Problem description –
Copy each line exactly, starting with the one that contains "Objective — drop a marker on each instance of the hooded" and stopping after the last line of the material below, with nothing else.

Excerpted records –
● ● ● ●

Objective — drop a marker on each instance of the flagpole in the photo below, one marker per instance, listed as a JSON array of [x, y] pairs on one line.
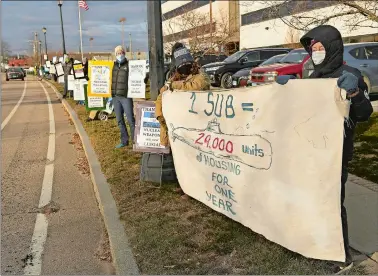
[[81, 37]]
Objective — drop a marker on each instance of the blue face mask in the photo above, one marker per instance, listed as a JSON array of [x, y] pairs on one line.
[[120, 58]]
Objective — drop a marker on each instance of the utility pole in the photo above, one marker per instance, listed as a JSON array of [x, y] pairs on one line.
[[155, 43], [131, 51], [123, 20], [211, 25]]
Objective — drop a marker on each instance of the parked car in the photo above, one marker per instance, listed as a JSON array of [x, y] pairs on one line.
[[364, 57], [202, 60], [291, 64], [241, 77], [14, 73], [220, 73]]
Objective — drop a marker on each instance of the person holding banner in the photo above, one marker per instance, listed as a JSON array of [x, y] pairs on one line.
[[325, 46], [122, 104], [186, 76]]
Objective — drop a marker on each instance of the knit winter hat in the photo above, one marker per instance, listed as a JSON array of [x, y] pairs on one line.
[[119, 48], [182, 56]]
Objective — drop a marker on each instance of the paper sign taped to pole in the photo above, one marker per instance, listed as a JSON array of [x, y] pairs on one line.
[[137, 74], [100, 77], [268, 157]]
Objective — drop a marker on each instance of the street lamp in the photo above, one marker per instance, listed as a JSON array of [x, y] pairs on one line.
[[123, 20], [40, 52], [60, 3], [44, 30], [91, 43]]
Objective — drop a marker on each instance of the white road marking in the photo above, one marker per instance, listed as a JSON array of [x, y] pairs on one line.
[[7, 119], [34, 267]]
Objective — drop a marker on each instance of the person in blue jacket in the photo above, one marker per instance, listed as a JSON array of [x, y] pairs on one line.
[[325, 46]]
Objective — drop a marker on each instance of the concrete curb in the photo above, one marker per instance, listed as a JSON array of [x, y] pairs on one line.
[[123, 258]]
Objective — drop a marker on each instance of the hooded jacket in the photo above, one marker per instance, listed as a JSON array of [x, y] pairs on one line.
[[120, 78], [333, 67]]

● ● ● ●

Reply –
Objective — drop a marker on each instance of the hooded jacket in the photo above, one marker per instance, listed as a JSON array of [x, y] pairs on one line.
[[120, 78], [333, 67]]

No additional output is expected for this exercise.